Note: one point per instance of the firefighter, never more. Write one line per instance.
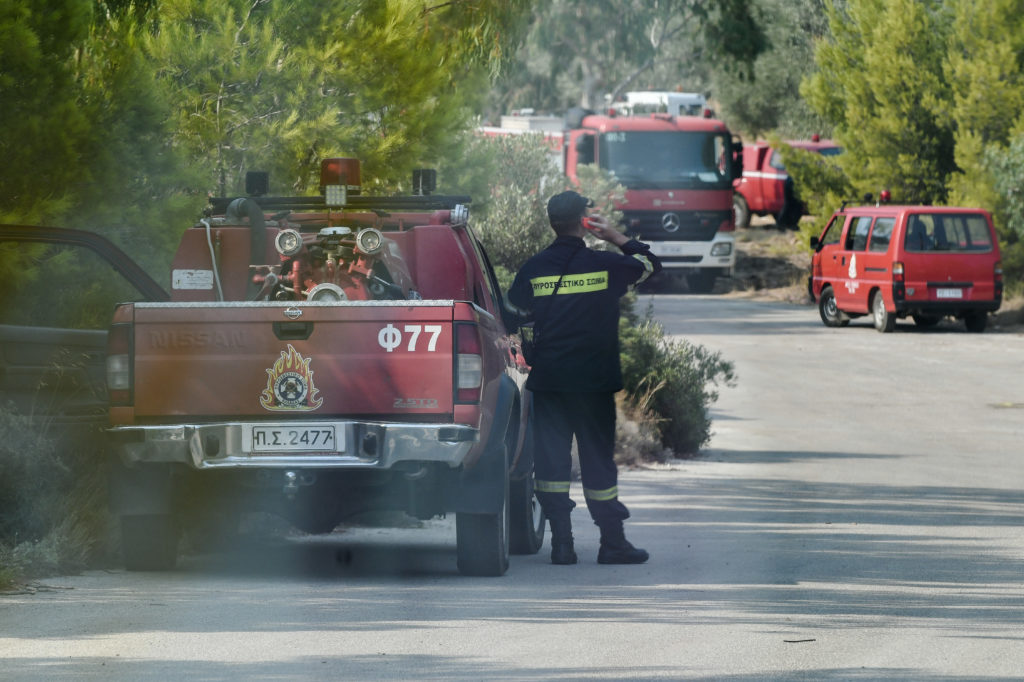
(571, 293)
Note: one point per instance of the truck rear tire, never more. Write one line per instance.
(526, 535)
(830, 314)
(150, 542)
(976, 322)
(482, 540)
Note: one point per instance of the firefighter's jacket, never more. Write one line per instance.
(578, 327)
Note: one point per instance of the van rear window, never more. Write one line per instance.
(947, 231)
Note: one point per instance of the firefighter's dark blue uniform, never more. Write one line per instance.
(577, 372)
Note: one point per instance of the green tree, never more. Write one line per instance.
(881, 82)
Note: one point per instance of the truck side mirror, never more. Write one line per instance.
(737, 160)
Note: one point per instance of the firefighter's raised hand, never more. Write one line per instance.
(598, 226)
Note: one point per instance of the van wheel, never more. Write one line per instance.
(885, 322)
(830, 314)
(976, 322)
(741, 212)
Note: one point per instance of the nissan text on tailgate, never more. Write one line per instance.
(322, 357)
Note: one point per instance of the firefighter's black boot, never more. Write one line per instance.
(614, 547)
(562, 551)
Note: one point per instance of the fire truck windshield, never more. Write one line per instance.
(669, 160)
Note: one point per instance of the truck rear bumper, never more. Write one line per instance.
(229, 445)
(720, 253)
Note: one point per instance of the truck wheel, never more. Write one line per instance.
(527, 519)
(741, 212)
(976, 322)
(885, 322)
(150, 542)
(830, 314)
(482, 540)
(700, 283)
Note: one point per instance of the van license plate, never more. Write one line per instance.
(295, 438)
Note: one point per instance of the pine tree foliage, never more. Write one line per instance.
(771, 101)
(280, 86)
(881, 80)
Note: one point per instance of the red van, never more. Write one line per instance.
(894, 261)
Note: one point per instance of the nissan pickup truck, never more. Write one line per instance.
(321, 357)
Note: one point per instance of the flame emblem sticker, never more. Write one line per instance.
(290, 384)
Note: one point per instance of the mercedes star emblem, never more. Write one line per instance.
(670, 221)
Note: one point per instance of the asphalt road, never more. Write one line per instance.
(856, 516)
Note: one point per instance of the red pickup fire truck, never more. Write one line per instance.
(320, 357)
(766, 188)
(678, 173)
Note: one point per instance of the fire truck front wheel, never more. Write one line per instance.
(741, 212)
(150, 542)
(482, 540)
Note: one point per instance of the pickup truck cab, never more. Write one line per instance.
(343, 354)
(896, 261)
(766, 187)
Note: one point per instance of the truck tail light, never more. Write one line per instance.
(899, 283)
(119, 364)
(469, 363)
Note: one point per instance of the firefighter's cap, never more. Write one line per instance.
(567, 207)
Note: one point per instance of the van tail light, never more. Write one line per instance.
(899, 282)
(119, 365)
(469, 363)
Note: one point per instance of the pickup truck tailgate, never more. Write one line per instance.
(260, 359)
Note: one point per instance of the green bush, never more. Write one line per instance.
(668, 383)
(674, 380)
(53, 516)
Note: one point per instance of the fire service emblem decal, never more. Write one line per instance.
(290, 385)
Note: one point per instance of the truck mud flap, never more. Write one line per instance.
(481, 488)
(141, 489)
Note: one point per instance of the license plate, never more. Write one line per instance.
(666, 249)
(296, 438)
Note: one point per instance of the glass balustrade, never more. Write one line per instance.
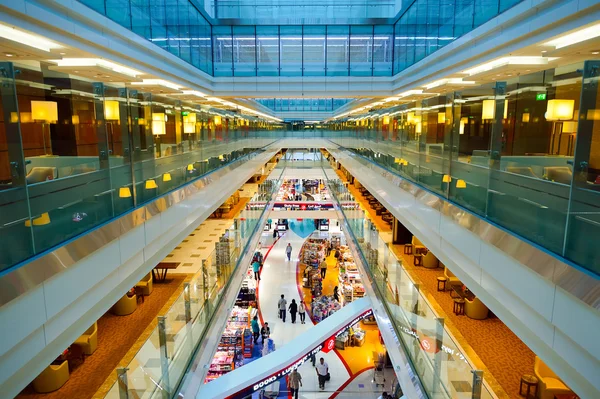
(163, 359)
(436, 357)
(75, 154)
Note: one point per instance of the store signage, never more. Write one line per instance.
(325, 347)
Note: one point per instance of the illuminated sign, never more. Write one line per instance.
(325, 346)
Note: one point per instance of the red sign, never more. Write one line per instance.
(329, 345)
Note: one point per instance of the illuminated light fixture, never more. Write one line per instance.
(150, 184)
(27, 39)
(41, 220)
(193, 93)
(504, 61)
(488, 109)
(189, 123)
(559, 110)
(46, 111)
(158, 124)
(92, 62)
(451, 81)
(575, 37)
(111, 110)
(461, 125)
(124, 192)
(570, 127)
(157, 82)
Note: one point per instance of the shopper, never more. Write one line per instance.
(322, 373)
(302, 312)
(294, 382)
(256, 268)
(282, 305)
(323, 267)
(255, 329)
(265, 332)
(293, 310)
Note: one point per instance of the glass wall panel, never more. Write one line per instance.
(361, 50)
(383, 50)
(267, 50)
(290, 50)
(338, 50)
(314, 50)
(222, 51)
(584, 216)
(244, 51)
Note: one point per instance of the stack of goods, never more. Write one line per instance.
(323, 307)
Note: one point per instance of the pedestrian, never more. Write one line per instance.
(281, 305)
(302, 312)
(323, 267)
(294, 382)
(322, 373)
(265, 332)
(255, 328)
(293, 310)
(256, 268)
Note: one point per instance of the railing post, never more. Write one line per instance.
(437, 362)
(477, 383)
(164, 355)
(122, 382)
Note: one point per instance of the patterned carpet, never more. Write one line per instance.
(116, 334)
(504, 354)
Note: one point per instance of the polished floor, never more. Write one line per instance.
(116, 335)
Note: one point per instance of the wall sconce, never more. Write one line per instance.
(47, 112)
(150, 184)
(488, 109)
(124, 192)
(559, 110)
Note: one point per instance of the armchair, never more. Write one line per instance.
(452, 279)
(475, 309)
(126, 305)
(89, 339)
(549, 383)
(52, 378)
(146, 284)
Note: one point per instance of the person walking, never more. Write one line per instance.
(323, 268)
(322, 372)
(282, 305)
(265, 332)
(256, 268)
(302, 312)
(255, 329)
(294, 382)
(293, 310)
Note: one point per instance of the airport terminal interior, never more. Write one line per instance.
(238, 199)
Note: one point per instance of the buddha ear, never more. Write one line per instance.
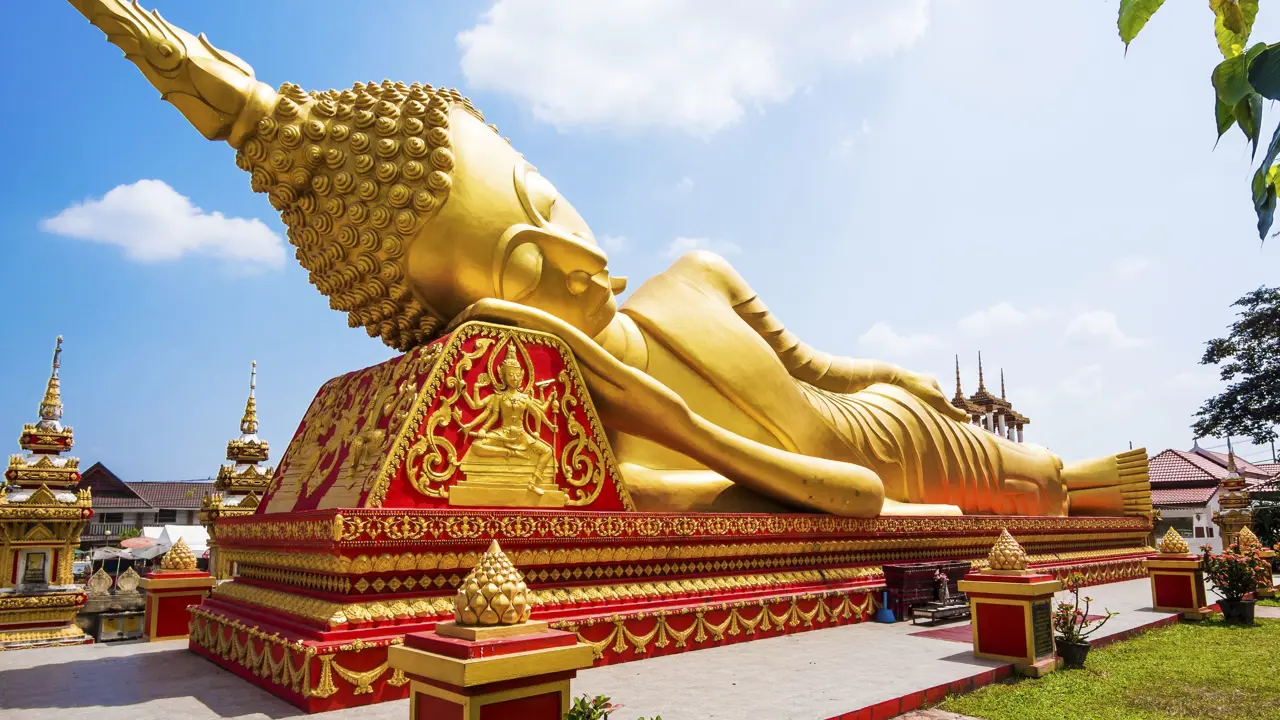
(520, 272)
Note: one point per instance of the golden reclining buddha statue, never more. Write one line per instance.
(412, 215)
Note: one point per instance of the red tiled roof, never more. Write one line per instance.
(1244, 466)
(173, 495)
(1179, 466)
(1182, 496)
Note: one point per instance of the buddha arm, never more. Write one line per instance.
(821, 369)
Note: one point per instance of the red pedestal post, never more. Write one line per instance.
(499, 673)
(1178, 584)
(169, 593)
(1013, 619)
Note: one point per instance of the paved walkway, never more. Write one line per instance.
(805, 677)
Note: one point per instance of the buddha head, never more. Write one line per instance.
(407, 208)
(402, 204)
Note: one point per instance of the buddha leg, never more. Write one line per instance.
(1115, 484)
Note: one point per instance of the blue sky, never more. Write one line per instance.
(905, 181)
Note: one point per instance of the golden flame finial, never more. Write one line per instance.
(215, 90)
(1247, 540)
(493, 593)
(179, 557)
(51, 406)
(1173, 543)
(248, 423)
(1006, 554)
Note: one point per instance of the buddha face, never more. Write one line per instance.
(506, 232)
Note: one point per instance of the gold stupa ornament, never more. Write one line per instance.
(1173, 543)
(1006, 555)
(179, 557)
(1248, 541)
(494, 593)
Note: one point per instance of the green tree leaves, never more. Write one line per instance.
(1248, 359)
(1233, 21)
(1133, 16)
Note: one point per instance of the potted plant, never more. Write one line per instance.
(598, 707)
(1234, 575)
(1072, 625)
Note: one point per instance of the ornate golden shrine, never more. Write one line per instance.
(241, 483)
(41, 518)
(677, 474)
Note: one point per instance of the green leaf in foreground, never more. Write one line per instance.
(1233, 21)
(1265, 72)
(1248, 115)
(1133, 16)
(1232, 76)
(1224, 114)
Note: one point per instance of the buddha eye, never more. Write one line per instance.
(577, 282)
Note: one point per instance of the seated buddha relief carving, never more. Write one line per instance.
(414, 215)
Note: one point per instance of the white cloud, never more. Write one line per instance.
(1101, 326)
(682, 245)
(685, 64)
(846, 144)
(152, 223)
(885, 338)
(999, 317)
(1129, 268)
(1203, 381)
(612, 242)
(1083, 382)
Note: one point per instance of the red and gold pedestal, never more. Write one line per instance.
(512, 671)
(1013, 610)
(169, 593)
(1178, 586)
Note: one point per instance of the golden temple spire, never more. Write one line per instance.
(248, 423)
(215, 90)
(51, 406)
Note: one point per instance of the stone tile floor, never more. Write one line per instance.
(804, 677)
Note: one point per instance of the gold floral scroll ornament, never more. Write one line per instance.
(1173, 543)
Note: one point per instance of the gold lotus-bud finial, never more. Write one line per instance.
(1173, 543)
(494, 593)
(1248, 541)
(1006, 554)
(179, 557)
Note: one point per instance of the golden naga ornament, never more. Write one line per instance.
(1006, 555)
(179, 557)
(412, 217)
(493, 593)
(1173, 543)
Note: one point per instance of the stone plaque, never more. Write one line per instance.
(1042, 628)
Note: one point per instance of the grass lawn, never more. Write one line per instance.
(1189, 671)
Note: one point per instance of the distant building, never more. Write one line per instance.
(1184, 487)
(992, 414)
(119, 506)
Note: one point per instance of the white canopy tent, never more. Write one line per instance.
(195, 536)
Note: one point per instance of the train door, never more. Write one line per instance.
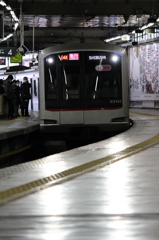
(71, 111)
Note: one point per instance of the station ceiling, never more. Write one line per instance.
(52, 22)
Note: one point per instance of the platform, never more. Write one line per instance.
(17, 136)
(106, 190)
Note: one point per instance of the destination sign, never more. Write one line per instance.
(7, 51)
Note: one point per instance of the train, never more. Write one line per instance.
(84, 85)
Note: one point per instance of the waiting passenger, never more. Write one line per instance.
(25, 96)
(7, 87)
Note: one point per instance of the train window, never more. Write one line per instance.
(70, 81)
(103, 77)
(50, 79)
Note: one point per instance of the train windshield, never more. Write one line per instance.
(102, 76)
(83, 79)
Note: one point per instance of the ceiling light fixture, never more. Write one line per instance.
(15, 19)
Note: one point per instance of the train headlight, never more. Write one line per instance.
(115, 58)
(50, 60)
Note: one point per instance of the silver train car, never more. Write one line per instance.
(83, 85)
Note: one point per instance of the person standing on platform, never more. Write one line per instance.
(25, 96)
(1, 87)
(7, 88)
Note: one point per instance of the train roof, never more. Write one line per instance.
(86, 45)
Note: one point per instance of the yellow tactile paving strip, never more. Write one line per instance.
(145, 114)
(34, 186)
(15, 151)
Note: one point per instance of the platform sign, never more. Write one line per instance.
(7, 51)
(2, 61)
(17, 58)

--------------------

**Stated problem**
Copy the lines above word for word, starting at the line that contains "Note: one point per instance of the gold floral" and ending at the line that contains "(1042, 628)".

**Exercise response**
Note: one point per instance of the gold floral scroll ornament, never more. Write one line per instance.
(1173, 543)
Note: one point per instance of the gold lotus-bud finial, never more. Write one line per instance.
(1173, 543)
(494, 593)
(1248, 541)
(1006, 554)
(179, 557)
Note: one point per instance of the golden naga ornament, never more. Write one line per instance.
(1006, 555)
(179, 557)
(412, 217)
(493, 593)
(1173, 543)
Note: one point per instance of the stone plaque, never more. Write one line per instance.
(1042, 628)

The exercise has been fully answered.